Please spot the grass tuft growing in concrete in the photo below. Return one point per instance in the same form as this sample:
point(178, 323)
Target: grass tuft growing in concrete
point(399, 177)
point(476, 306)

==

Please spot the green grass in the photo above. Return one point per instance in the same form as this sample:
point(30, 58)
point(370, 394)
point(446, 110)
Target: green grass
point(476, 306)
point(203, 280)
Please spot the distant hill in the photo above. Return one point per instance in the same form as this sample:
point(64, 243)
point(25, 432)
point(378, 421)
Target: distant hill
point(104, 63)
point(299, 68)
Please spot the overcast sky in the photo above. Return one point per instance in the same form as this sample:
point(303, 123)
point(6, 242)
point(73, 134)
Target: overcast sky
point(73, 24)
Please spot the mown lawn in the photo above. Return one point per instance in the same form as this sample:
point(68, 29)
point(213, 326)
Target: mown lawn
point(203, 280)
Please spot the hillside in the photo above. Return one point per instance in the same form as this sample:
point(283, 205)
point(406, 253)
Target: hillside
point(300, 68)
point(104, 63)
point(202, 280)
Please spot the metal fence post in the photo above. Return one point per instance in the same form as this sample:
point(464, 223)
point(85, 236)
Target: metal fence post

--

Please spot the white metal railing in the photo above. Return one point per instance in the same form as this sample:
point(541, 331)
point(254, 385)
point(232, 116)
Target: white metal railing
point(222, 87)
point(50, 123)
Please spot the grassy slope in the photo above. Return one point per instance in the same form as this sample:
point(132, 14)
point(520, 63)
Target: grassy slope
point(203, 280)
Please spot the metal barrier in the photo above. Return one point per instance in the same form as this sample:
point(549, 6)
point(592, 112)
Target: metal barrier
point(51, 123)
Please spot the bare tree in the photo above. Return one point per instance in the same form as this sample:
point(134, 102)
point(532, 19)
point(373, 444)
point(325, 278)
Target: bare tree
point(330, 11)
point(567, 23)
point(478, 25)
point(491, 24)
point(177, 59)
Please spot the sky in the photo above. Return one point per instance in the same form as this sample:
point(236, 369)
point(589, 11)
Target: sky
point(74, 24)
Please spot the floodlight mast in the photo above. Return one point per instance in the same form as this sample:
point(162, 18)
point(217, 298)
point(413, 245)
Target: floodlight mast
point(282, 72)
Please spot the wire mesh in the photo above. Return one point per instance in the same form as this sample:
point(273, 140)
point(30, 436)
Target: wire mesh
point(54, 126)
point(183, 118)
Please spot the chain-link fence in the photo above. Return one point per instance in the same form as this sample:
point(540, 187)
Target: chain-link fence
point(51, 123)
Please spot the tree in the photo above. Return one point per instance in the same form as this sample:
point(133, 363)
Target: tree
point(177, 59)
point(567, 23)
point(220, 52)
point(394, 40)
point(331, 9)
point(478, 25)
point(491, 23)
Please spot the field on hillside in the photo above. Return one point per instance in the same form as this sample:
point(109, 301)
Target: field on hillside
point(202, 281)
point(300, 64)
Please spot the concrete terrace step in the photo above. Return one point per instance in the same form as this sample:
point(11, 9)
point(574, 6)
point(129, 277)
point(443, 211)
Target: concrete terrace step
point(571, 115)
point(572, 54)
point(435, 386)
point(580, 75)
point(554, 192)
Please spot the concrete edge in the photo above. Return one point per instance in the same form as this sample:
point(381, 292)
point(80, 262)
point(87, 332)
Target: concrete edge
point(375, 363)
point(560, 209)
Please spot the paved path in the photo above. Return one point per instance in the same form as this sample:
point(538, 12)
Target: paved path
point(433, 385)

**What you will do:** Which lines in the entries above contain the string "paved"? Copy each of those lines in full. Treat uppercase and lowercase as different.

**Response to the task:**
Please spot the paved path in the photo above. Return one point per instance in the same form as this sample:
Target: paved path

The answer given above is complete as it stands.